• [TEXT TO READ]
* begin *

Many newbie questions regarding python

Carl Banks pavlovevidence at
Fri Oct 8 01:25:16 CEST 2010

On Oct 7, 4:10 pm, Rogério Brito <rbr... at> wrote:
>     v = [0 for i in range(20)]
>     v = [0] * 20
>     v = []
>     for i in range(20): v.append(0)
> What should I prefer? Any other alternative?

The Pythonic way is to not to preinitialize the list at all.  Don't
put anything in the list until you have the data you need.

> If possible, I would like to simply declare the list and fill it latter in my
> program, as lazily as possible (this happens notoriously when one is using a
> technique of programming called dynamic programming where initializing all
> positions of a table may take too much time in comparison to the filling of the
> array).

So, if I understand you, you are thinking of your list as a table with
dynamically calculated entries, and want to calculate the entries upon

Three possibilities:

1. Initialize the list using v = [None]*n (I recomment using None
instead of 0 for this, in most cases)

* end *

• [EXERCISE TASK]
Copy everything in the Python mailing-list post from "Carl Banks pavlovevidence" down to "in range(20): v.append(0)", replacing "range" with "xrange". The records that follow are separate material, unrelated to the Python mailing-list post.

• [DATA ROWS]

* begin *

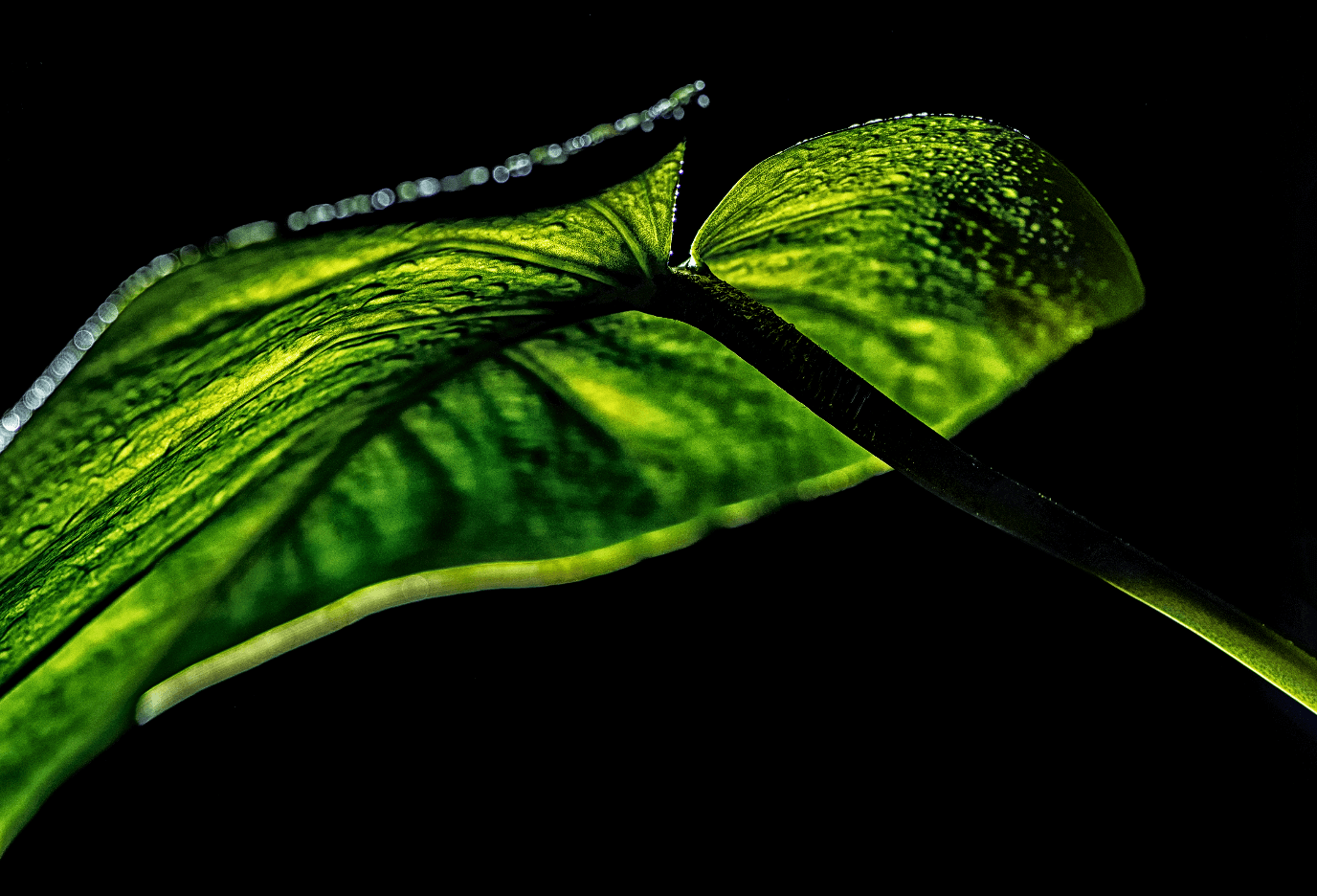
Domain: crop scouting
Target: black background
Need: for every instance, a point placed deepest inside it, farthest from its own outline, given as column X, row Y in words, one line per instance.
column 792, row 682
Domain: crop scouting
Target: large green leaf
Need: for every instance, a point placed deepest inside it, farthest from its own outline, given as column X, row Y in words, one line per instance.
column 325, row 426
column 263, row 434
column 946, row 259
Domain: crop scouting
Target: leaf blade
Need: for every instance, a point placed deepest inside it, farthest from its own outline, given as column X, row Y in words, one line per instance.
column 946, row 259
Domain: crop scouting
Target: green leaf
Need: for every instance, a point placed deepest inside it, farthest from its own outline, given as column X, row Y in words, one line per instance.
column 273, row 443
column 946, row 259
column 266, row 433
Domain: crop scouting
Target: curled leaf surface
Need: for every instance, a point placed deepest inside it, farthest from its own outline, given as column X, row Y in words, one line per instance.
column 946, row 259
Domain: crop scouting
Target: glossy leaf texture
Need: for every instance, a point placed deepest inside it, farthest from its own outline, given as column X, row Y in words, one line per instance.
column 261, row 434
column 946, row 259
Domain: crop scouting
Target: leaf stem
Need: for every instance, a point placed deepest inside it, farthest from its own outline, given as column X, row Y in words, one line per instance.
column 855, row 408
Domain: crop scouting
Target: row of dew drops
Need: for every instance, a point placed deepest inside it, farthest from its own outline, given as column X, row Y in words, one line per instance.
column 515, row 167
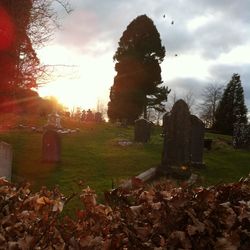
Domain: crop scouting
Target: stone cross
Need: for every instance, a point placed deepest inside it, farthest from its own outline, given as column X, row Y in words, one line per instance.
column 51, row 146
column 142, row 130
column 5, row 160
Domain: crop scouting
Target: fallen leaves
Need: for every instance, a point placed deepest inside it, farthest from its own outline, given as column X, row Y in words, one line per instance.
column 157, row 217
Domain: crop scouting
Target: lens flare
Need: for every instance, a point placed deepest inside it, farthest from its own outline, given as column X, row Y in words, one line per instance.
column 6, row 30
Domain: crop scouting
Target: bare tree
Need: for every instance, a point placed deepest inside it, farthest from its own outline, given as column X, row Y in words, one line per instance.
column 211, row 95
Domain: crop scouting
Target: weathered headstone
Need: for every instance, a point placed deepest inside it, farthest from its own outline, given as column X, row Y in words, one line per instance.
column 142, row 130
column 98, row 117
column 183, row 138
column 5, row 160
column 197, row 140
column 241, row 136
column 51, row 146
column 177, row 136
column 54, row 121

* end *

• [FULL RESPONSE]
Carl Banks pavlovevidence at
Fri Oct 8 01:25:16 CEST 2010

On Oct 7, 4:10 pm, Rogério Brito <rbr... at> wrote:
>     v = [0 for i in xrange(20)]
>     v = [0] * 20
>     v = []
>     for i in xrange(20): v.append(0)